-- BEGIN --
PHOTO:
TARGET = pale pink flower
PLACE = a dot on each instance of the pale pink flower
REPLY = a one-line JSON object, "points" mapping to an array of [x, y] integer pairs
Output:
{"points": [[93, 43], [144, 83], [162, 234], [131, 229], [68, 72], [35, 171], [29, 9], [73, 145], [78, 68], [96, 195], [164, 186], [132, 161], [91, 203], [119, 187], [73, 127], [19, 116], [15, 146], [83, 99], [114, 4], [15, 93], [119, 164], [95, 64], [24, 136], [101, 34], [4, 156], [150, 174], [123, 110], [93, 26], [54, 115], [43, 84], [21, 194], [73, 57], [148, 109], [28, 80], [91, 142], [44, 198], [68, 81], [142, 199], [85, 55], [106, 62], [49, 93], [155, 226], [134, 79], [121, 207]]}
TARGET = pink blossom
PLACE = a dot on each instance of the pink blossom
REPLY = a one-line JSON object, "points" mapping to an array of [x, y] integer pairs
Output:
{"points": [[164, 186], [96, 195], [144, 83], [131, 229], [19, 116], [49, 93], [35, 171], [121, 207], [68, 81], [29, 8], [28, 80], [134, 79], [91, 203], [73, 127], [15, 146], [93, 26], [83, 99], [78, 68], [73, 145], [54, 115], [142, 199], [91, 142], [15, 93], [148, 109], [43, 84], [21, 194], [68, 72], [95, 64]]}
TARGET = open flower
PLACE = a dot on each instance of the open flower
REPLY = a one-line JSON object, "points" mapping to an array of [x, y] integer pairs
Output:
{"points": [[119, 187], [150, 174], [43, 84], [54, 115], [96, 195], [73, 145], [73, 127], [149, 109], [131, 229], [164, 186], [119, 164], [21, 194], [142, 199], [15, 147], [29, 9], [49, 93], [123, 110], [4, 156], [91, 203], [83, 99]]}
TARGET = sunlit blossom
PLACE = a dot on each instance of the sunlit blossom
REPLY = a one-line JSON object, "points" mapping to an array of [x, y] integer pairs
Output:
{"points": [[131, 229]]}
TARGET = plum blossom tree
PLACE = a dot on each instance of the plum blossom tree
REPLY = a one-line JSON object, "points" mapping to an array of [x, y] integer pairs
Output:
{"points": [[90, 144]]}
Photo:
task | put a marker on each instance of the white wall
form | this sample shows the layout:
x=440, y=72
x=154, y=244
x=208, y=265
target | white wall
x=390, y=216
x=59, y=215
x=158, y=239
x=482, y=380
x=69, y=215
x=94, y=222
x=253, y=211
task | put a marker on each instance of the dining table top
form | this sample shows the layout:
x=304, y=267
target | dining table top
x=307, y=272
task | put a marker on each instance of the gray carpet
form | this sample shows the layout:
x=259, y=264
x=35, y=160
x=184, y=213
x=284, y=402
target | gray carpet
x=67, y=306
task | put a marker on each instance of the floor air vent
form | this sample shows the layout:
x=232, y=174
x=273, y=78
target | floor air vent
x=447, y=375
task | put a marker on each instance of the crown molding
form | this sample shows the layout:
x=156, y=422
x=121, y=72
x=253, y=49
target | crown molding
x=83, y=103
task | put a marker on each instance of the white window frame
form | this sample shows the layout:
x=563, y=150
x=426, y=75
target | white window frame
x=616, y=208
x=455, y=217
-- END --
#### Exercise brief
Please reproduce all of the data above, switching each "gray carpet" to "beige rug" and changing nothing else.

#### Solution for this problem
PHOTO:
TARGET = pale pink flower
PLACE = a dot on each instance of the pale pink flower
REPLY = a one-line JSON object, "points" mapping to an array of [x, y] integer pairs
Output:
{"points": [[93, 43], [144, 83], [162, 234], [131, 229], [68, 72], [35, 171], [29, 9], [73, 145], [78, 68], [96, 195], [164, 186], [132, 161], [91, 203], [119, 187], [73, 127], [19, 116], [15, 146], [83, 99], [114, 4], [15, 93], [119, 164], [95, 64], [24, 136], [101, 34], [4, 156], [150, 174], [123, 110], [93, 26], [54, 115], [43, 84], [21, 194], [73, 57], [148, 109], [28, 80], [91, 142], [44, 198], [68, 81], [142, 199], [85, 55], [106, 62], [49, 93], [155, 226], [134, 79], [121, 207]]}
TARGET = pink blossom
PLACE = a dot on each instance of the pink blossom
REPLY = a one-line JSON object, "points" mapping to an array of [x, y] integer pairs
Output:
{"points": [[164, 186], [96, 195], [144, 83], [131, 229], [19, 116], [49, 93], [35, 171], [121, 207], [68, 81], [29, 8], [28, 80], [134, 79], [91, 203], [73, 127], [15, 146], [93, 26], [83, 99], [78, 68], [73, 145], [54, 115], [142, 199], [91, 142], [15, 93], [148, 109], [43, 84], [21, 194], [68, 72], [95, 64]]}
TARGET = open flower
PLACE = a dot on each instance of the open flower
REPLY = a one-line JSON object, "points" mapping to an array of [x, y] integer pairs
Output:
{"points": [[119, 187], [150, 174], [43, 84], [54, 115], [96, 195], [73, 145], [73, 127], [149, 109], [131, 229], [164, 186], [119, 164], [21, 194], [142, 199], [15, 147], [29, 9], [49, 93], [123, 110], [4, 156], [91, 203], [83, 99]]}
TARGET = sunlit blossom
PLACE = a dot on each instance of the sunlit blossom
REPLY = a one-line JSON object, "points" mapping to an array of [x, y] integer pairs
Output:
{"points": [[131, 229]]}
TARGET = plum blossom tree
PLACE = a dot on each instance of the plum blossom tree
REPLY = a one-line JSON object, "points" mapping to an array of [x, y] integer pairs
Output:
{"points": [[90, 144]]}
Photo:
task | put a marker on each instance of the white wall
form | this sample shows the layout:
x=440, y=72
x=154, y=244
x=208, y=265
target | white wall
x=390, y=216
x=59, y=215
x=158, y=239
x=482, y=380
x=69, y=215
x=94, y=222
x=253, y=211
task | put a marker on each instance of the dining table top
form | this sample shows the layout:
x=304, y=267
target | dining table top
x=307, y=272
task | put a marker on each instance of the beige rug
form | this sample shows the layout:
x=259, y=264
x=35, y=160
x=184, y=213
x=284, y=402
target | beige rug
x=67, y=306
task | put a marker on each instance of the floor air vent
form | this sample shows the layout:
x=232, y=174
x=273, y=78
target | floor air vent
x=447, y=375
task | put a marker on each instance of the crown molding
form | this sample shows the layout:
x=156, y=422
x=121, y=72
x=253, y=49
target | crown molding
x=83, y=103
task | put a marker on each instance of the white window frame
form | this sample shows the layout:
x=563, y=150
x=426, y=75
target | white window frame
x=616, y=208
x=455, y=217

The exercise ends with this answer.